SET TASK:
Identify every line in the data below that contains the word "shoulder", and copy each of those lines in full.

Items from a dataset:

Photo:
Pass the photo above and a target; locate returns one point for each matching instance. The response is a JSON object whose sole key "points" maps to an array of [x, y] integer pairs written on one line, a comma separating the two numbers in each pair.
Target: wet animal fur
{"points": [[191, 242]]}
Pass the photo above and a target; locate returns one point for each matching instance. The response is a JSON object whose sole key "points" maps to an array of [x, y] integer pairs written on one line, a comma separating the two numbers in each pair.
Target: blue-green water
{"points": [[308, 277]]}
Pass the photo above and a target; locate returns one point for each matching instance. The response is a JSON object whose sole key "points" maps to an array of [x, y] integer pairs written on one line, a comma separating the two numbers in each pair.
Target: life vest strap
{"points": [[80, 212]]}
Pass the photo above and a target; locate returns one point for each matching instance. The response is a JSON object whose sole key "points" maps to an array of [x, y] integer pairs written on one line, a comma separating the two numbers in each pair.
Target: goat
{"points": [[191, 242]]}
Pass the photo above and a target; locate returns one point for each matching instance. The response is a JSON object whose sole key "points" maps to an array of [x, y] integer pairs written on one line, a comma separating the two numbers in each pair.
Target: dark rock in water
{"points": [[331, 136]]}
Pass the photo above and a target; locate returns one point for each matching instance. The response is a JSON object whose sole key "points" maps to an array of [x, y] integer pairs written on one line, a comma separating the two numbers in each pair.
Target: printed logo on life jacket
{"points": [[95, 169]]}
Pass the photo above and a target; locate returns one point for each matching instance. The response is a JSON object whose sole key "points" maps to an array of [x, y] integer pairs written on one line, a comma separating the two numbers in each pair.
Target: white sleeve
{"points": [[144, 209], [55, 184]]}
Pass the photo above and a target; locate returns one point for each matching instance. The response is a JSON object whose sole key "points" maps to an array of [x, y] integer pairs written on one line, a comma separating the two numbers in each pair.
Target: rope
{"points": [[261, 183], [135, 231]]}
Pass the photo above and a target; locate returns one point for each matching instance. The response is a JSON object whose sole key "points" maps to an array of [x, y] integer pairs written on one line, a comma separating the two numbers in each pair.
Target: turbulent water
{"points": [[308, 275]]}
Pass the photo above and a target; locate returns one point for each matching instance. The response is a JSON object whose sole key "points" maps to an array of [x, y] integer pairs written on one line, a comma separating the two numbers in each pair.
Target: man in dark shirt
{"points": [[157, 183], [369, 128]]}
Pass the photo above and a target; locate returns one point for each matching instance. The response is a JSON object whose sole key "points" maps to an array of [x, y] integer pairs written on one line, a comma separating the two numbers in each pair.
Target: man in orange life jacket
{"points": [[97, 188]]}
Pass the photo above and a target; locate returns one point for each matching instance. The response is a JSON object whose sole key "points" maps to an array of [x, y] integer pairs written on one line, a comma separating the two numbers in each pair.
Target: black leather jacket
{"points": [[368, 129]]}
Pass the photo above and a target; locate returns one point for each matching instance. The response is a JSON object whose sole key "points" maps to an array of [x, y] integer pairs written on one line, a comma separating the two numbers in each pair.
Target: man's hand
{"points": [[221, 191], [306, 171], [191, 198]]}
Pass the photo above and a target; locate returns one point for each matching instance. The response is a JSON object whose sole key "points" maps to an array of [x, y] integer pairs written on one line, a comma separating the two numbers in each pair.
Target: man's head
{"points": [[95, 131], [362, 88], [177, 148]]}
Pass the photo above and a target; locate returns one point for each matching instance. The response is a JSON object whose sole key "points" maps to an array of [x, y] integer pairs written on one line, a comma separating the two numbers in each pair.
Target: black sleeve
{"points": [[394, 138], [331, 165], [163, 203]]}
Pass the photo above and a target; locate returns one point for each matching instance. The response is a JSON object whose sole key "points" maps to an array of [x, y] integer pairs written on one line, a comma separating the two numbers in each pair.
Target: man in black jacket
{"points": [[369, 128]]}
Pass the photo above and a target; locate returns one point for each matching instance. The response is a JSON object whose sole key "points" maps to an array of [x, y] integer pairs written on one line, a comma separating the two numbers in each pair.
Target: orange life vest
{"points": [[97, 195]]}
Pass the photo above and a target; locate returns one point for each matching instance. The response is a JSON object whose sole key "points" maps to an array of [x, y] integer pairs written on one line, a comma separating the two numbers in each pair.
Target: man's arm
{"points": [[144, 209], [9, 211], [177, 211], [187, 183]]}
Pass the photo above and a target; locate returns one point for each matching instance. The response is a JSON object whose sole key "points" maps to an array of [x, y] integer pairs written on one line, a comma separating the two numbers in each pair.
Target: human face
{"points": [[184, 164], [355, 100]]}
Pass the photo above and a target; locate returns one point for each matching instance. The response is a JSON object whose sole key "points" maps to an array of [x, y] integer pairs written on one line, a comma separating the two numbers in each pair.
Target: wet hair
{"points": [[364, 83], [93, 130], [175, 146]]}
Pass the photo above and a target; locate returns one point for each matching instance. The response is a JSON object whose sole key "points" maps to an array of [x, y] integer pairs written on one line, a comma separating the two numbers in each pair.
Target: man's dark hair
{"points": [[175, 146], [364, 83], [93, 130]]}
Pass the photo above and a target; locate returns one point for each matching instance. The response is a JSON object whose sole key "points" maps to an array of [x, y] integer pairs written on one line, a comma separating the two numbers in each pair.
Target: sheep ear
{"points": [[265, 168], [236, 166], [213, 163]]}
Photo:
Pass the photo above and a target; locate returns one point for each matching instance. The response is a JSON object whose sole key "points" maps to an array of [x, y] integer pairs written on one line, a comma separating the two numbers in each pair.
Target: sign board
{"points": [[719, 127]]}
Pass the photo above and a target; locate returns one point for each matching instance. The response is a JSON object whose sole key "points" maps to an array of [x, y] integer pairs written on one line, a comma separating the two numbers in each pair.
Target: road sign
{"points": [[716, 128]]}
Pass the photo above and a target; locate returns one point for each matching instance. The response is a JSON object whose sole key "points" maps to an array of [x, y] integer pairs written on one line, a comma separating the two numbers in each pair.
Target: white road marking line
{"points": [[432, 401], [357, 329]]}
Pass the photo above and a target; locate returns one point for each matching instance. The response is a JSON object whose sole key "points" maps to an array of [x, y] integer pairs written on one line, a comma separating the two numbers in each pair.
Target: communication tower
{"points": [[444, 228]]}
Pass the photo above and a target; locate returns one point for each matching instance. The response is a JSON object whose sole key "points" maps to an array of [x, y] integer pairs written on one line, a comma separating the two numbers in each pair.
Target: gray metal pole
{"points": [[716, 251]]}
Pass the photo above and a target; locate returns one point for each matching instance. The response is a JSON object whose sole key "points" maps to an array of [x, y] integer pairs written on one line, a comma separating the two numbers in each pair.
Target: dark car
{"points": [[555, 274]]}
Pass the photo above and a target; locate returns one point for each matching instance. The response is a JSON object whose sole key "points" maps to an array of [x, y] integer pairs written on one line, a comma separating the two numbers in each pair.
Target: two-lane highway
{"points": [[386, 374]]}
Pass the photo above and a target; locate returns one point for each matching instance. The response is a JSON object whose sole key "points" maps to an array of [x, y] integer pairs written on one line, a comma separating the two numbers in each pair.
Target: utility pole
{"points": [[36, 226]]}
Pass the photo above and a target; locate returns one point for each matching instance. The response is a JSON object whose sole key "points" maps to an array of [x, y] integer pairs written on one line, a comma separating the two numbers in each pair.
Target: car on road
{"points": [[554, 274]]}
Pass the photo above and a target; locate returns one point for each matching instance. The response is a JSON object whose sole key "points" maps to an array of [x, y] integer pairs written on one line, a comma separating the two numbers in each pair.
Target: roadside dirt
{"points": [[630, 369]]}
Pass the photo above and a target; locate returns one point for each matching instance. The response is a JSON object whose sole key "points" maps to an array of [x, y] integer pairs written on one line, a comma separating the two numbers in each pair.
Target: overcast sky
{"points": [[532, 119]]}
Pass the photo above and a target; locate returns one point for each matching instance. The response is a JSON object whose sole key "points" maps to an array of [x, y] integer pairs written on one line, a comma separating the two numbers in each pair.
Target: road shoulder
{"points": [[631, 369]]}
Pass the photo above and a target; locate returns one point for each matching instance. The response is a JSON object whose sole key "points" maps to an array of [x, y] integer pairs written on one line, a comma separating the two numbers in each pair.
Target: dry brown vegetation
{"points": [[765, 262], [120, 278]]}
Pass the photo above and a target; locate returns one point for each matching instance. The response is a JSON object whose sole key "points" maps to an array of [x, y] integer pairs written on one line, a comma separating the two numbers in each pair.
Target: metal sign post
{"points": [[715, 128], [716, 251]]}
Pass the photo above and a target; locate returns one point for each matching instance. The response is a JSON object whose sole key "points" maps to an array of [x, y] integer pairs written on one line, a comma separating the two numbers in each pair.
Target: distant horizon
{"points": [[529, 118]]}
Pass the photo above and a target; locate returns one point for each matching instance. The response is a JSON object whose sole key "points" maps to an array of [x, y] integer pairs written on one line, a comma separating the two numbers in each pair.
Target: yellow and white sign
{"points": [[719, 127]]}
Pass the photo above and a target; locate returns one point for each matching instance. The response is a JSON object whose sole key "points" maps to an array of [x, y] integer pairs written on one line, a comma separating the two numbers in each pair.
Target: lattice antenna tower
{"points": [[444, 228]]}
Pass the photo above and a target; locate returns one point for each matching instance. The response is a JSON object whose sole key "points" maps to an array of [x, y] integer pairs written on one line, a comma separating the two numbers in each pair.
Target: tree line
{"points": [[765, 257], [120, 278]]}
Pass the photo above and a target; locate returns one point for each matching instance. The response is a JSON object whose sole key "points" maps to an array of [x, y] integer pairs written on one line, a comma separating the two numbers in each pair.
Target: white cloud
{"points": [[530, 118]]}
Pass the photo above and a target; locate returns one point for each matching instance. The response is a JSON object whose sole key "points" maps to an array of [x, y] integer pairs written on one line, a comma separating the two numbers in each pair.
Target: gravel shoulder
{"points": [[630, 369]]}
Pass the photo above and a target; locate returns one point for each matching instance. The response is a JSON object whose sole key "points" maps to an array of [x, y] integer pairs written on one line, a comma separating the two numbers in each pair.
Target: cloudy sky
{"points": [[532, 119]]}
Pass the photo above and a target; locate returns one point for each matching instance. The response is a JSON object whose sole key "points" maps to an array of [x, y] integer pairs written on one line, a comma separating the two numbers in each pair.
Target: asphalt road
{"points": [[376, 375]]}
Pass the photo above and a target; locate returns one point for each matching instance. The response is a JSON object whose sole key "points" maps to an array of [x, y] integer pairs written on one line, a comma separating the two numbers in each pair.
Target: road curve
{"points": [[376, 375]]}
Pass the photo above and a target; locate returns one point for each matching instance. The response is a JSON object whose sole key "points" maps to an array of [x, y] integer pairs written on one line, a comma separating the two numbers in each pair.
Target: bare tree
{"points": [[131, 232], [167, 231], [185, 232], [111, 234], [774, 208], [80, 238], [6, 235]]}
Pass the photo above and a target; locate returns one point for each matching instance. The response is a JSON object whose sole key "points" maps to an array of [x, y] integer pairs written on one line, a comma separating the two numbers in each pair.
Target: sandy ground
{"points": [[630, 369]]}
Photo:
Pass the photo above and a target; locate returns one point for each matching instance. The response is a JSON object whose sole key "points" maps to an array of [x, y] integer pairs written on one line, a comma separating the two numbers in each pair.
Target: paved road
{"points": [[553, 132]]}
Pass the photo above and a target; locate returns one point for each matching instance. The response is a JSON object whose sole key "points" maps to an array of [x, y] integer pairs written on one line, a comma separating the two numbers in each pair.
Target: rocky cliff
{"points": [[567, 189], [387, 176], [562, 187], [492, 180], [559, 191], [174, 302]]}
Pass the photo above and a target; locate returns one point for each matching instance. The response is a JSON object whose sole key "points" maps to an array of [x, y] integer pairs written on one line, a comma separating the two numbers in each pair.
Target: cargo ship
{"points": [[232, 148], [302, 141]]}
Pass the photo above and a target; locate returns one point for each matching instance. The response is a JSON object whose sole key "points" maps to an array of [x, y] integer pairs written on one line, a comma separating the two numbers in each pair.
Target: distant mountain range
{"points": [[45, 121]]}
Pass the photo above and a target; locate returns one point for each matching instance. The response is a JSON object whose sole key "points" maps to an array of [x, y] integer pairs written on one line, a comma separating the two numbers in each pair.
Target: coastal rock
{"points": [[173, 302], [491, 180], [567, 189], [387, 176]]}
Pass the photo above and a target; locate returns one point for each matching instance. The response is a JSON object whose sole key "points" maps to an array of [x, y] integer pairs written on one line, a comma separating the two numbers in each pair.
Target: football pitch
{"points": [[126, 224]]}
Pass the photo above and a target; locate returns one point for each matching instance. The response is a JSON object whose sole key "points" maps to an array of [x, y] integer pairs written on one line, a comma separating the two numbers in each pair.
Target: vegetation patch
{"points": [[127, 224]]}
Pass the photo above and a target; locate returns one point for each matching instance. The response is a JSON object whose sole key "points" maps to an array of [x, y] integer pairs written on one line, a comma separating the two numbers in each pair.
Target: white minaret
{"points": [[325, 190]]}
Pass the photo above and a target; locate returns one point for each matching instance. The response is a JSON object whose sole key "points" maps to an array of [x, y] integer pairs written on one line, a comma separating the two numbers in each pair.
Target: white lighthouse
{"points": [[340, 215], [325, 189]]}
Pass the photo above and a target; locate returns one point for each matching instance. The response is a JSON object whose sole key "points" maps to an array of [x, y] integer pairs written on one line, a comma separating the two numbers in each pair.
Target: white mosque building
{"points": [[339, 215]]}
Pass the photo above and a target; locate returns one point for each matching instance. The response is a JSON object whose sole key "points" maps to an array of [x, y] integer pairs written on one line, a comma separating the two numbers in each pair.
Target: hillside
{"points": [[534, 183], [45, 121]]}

THE ANSWER:
Target: road shoulder
Target: gravel shoulder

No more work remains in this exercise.